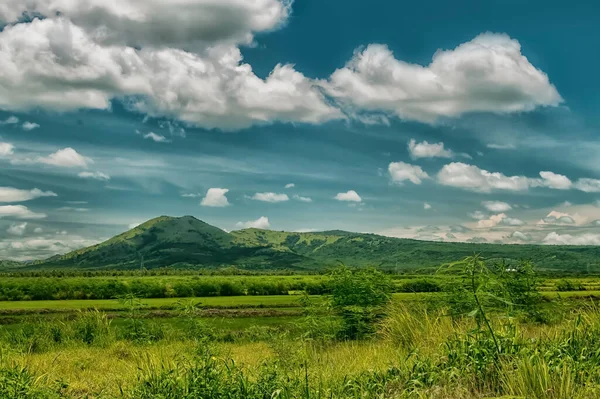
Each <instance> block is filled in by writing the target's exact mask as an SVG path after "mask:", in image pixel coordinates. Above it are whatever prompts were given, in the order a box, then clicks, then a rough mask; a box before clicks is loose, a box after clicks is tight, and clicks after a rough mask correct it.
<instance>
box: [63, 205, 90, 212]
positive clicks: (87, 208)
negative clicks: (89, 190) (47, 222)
mask: <svg viewBox="0 0 600 399" xmlns="http://www.w3.org/2000/svg"><path fill="white" fill-rule="evenodd" d="M56 210H57V211H59V212H87V211H89V209H88V208H75V207H73V206H63V207H61V208H58V209H56Z"/></svg>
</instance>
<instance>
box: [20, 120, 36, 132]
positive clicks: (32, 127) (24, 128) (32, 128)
mask: <svg viewBox="0 0 600 399" xmlns="http://www.w3.org/2000/svg"><path fill="white" fill-rule="evenodd" d="M21 127H22V128H23V130H25V131H26V132H29V131H31V130H33V129H37V128H38V127H40V125H38V124H37V123H33V122H24V123H23V125H22V126H21Z"/></svg>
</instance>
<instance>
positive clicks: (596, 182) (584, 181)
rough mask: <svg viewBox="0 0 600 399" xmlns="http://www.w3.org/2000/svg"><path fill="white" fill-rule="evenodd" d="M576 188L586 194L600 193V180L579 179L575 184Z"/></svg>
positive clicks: (593, 179) (576, 188) (597, 179)
mask: <svg viewBox="0 0 600 399" xmlns="http://www.w3.org/2000/svg"><path fill="white" fill-rule="evenodd" d="M574 187H575V188H576V189H577V190H580V191H583V192H586V193H600V180H598V179H587V178H583V179H579V180H577V181H576V182H575V184H574Z"/></svg>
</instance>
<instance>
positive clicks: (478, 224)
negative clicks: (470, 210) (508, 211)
mask: <svg viewBox="0 0 600 399" xmlns="http://www.w3.org/2000/svg"><path fill="white" fill-rule="evenodd" d="M524 224H525V222H523V221H522V220H520V219H515V218H511V217H508V216H506V214H504V213H500V214H497V215H492V216H490V217H489V219H482V220H480V221H479V222H477V227H479V228H491V227H495V226H498V225H501V226H522V225H524Z"/></svg>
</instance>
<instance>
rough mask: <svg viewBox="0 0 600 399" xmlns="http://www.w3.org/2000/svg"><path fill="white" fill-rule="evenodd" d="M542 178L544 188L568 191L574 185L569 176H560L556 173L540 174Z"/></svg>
mask: <svg viewBox="0 0 600 399" xmlns="http://www.w3.org/2000/svg"><path fill="white" fill-rule="evenodd" d="M540 176H541V177H542V181H541V184H542V185H543V186H544V187H549V188H553V189H556V190H568V189H570V188H571V186H572V185H573V183H572V182H571V180H570V179H569V178H568V177H567V176H564V175H559V174H557V173H554V172H540Z"/></svg>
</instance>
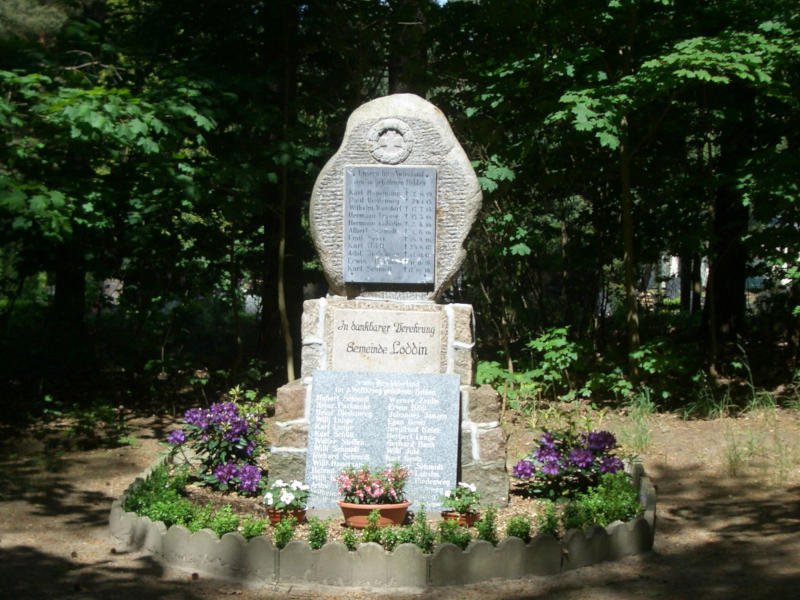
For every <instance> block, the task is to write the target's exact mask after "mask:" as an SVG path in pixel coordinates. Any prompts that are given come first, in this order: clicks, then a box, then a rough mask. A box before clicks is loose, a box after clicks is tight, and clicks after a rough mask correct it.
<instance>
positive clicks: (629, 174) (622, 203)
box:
━━━━━━━━━━━━━━━━━━━━
**Exercise details**.
Your copy should match the data exactly, apart from the images, which are dropped.

**Problem solution**.
Each <instance> block is filled in by writing the target's exact mask as an SVG path after "mask:", in image pixel coordinates. Above it are whatever prompts were given, in the order a box, then clicks, then a rough mask; a box before clicks is loose, a box after clicks is tight, and clicks after a rough mask correct it.
<instance>
box: [63, 205, 90, 212]
positive clicks: (87, 208)
negative clicks: (89, 190) (47, 222)
mask: <svg viewBox="0 0 600 399" xmlns="http://www.w3.org/2000/svg"><path fill="white" fill-rule="evenodd" d="M56 210H57V211H59V212H87V211H89V209H88V208H75V207H73V206H63V207H61V208H58V209H56Z"/></svg>
</instance>
<instance>
box: [20, 120, 36, 132]
positive clicks: (32, 127) (24, 128) (32, 128)
mask: <svg viewBox="0 0 600 399" xmlns="http://www.w3.org/2000/svg"><path fill="white" fill-rule="evenodd" d="M21 127H22V128H23V130H25V131H26V132H29V131H31V130H33V129H37V128H38V127H40V125H38V124H37V123H33V122H24V123H23V125H22V126H21Z"/></svg>
</instance>
<instance>
positive clicks: (596, 182) (584, 181)
rough mask: <svg viewBox="0 0 600 399" xmlns="http://www.w3.org/2000/svg"><path fill="white" fill-rule="evenodd" d="M576 188L586 194L600 193V180L579 179L575 184Z"/></svg>
positive clicks: (593, 179) (576, 188) (597, 179)
mask: <svg viewBox="0 0 600 399" xmlns="http://www.w3.org/2000/svg"><path fill="white" fill-rule="evenodd" d="M574 187H575V188H576V189H577V190H580V191H583V192H586V193H600V180H598V179H587V178H583V179H579V180H577V181H576V182H575V184H574Z"/></svg>
</instance>
<instance>
positive clicks: (478, 224)
negative clicks: (470, 210) (508, 211)
mask: <svg viewBox="0 0 600 399" xmlns="http://www.w3.org/2000/svg"><path fill="white" fill-rule="evenodd" d="M524 224H525V222H523V221H522V220H520V219H515V218H511V217H508V216H506V214H504V213H500V214H497V215H492V216H490V217H489V219H482V220H480V221H479V222H477V227H479V228H491V227H495V226H498V225H501V226H522V225H524Z"/></svg>
</instance>
<instance>
rough mask: <svg viewBox="0 0 600 399" xmlns="http://www.w3.org/2000/svg"><path fill="white" fill-rule="evenodd" d="M542 178L544 188L568 191L574 185L569 176H560L556 173L540 174Z"/></svg>
mask: <svg viewBox="0 0 600 399" xmlns="http://www.w3.org/2000/svg"><path fill="white" fill-rule="evenodd" d="M540 176H541V177H542V181H541V184H542V185H543V186H544V187H549V188H553V189H556V190H568V189H570V188H571V186H572V185H573V183H572V182H571V180H570V179H569V178H568V177H567V176H564V175H559V174H557V173H554V172H540Z"/></svg>
</instance>
For every <instance> block, the task is to write the target's exact mask after "mask:" as an SVG path in pixel coordinates. Any prompts that are given come first, in this order: clicks, then a box, then a rough mask. A box before clicks is loose, a box after clicks is tight, and clicks after a rough mask correct it.
<instance>
positive clicks: (629, 174) (622, 203)
box:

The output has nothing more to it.